** Data entries **

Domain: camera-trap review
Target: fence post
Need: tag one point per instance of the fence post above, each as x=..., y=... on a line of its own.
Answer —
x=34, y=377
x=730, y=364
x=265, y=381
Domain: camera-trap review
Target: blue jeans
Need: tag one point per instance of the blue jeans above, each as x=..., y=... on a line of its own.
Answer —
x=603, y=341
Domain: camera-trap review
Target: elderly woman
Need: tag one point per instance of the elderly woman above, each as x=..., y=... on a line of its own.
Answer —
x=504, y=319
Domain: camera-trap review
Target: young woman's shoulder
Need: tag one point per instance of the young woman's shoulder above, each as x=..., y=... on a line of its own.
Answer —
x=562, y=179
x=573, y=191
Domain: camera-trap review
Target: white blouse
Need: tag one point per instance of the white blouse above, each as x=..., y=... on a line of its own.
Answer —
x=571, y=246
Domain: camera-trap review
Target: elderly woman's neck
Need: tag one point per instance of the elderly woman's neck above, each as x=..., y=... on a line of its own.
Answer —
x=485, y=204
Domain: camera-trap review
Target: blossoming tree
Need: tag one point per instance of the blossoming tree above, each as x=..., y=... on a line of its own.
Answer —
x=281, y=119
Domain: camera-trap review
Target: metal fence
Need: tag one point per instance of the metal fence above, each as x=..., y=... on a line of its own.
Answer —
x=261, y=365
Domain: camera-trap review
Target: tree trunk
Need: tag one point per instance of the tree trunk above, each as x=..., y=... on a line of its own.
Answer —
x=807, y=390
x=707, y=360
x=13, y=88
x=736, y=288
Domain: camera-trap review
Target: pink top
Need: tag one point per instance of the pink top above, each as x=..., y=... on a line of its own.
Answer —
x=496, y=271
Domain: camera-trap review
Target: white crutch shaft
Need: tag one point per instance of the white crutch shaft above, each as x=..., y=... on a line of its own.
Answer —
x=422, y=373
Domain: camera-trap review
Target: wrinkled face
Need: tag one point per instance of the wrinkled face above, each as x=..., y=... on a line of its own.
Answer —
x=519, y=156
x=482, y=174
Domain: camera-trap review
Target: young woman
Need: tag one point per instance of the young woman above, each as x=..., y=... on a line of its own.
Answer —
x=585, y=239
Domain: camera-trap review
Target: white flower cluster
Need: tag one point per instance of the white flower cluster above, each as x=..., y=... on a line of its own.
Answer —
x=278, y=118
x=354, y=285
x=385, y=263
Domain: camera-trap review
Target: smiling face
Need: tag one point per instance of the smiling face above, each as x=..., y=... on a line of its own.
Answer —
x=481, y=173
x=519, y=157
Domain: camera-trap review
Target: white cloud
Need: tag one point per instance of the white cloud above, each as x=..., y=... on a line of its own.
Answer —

** Exercise task **
Update the data from its first line through the line containing "x=603, y=341", changing every "fence post" to "gate post" and leaving all else as it is.

** Answer to the problem **
Domain: camera-trap review
Target: gate post
Need: tag one point per instance of the gate post above, each as x=..., y=... on a line of its own.
Answer —
x=34, y=377
x=730, y=364
x=265, y=381
Domain: camera-trap review
Target: blue jeans
Need: tag one point per instance of the blue jeans above, each as x=..., y=... on a line of its own.
Answer —
x=603, y=341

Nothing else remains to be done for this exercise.